## Bagian Teks
Dalam adat jawa, orang yang mengiringi jenazah ada susunannya tersendiri. Di barisan paing depan adalah  adalah penabur sawur (terdiri dari beras kuning dan mata uang), kemudian penabur bunga dan pembawa bunga, pembawa kendi, pembawa foto jenazah, keranda jenazah, barulah dibagian paling belakang adalah keluarga maupun kerabat yang turut menghantarkan.
5.      Pemakaman jenazah
Untuk memakamkan jenazah orang dewasa diperlukan lubang kubur dengan ukuran luas 1 x 2½ meter dan kedalaman kira-kira 2½ meter. Lubang kubur atau liang lahat digali memanjang dari utara ke selatan.
Jenazah yang telah sampai di makam langsung diturunkan dari kerenda dan dimsukkan ke liang lahat. Jenazah diletakkan dengan posisi miring menghadap kiblat dan kepala berada di arah utara. Untuk menjaga agar jenazah tidak bergeser maka diletakkan batu dan gumpalan dari tanah liat di kedua sisinya. Apabila jenazah sudah selesai dibaringkan, maka modin turun ke dalam liang dan membuka tali-tali pengikat kepala untuk menampakkan pipi dan telinga jenazah, dan meneriakkan kalimat azan serta kalimat syahadat berkali-kali ke dalam telinganya
Kemudian modin naik dari liang lahat. Kerabat jenazah secara simbolik ikut menutup liang lahat dengan melemparkan tanah ke liang lahat. Setelah liang lahat tertutup sempuran dengan tanah, maka tancapkan batu nisan yang telah dipersiapkan di sisi utara dan selatan. Setelah itu makam yang sudah jadi ditaburi dengan kembang. Setelah itu salah satu dari kerabat jenazah menyampaikan pidato singkat untuk menyampaikan terimakasih atas kedatangan tetangga dan sanak saudara.

## Kumpulan Data
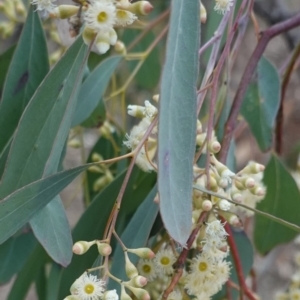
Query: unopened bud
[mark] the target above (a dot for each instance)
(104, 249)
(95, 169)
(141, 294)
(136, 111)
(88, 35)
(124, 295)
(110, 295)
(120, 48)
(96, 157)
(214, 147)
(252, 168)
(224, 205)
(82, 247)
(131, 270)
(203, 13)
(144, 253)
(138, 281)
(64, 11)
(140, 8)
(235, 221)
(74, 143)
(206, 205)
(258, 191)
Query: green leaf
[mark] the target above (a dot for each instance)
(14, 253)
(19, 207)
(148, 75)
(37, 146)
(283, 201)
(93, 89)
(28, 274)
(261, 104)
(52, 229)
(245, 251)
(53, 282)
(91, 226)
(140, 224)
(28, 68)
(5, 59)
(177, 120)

---

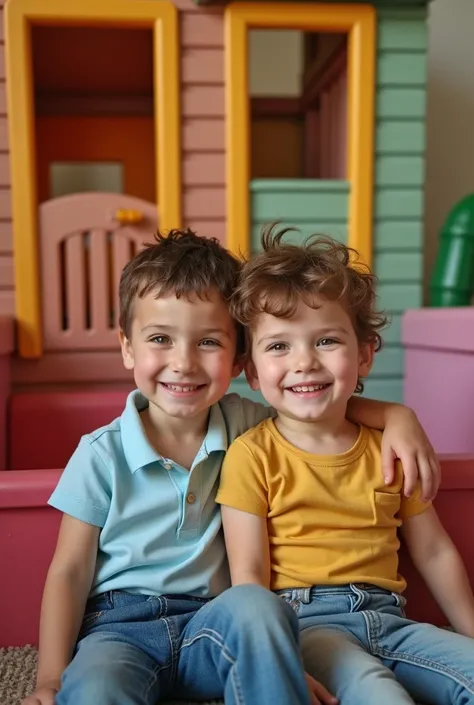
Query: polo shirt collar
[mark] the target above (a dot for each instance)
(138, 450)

## Soal Latihan 1
Menurut bagian teks, ke arah mana kepala jenazah diletakkan di liang lahat?
## Soal Latihan 2
Tolong salin dengan tepat sebagian bagian teks, dimulai pada "Dalam adat jawa, orang" dan diakhiri pada "yang turut menghantarkan.".

## Contoh Jawaban 1
Kepala jenazah berada di arah utara.

## Contoh Jawaban 2
Dalam adat jawa, orang yang mengiringi jenazah ada susunannya tersendiri. Di barisan paing depan adalah  adalah penabur sawur (terdiri dari beras kuning dan mata uang), kemudian penabur bunga dan pembawa bunga, pembawa kendi, pembawa foto jenazah, keranda jenazah, barulah dibagian paling belakang adalah keluarga maupun kerabat yang turut menghantarkan.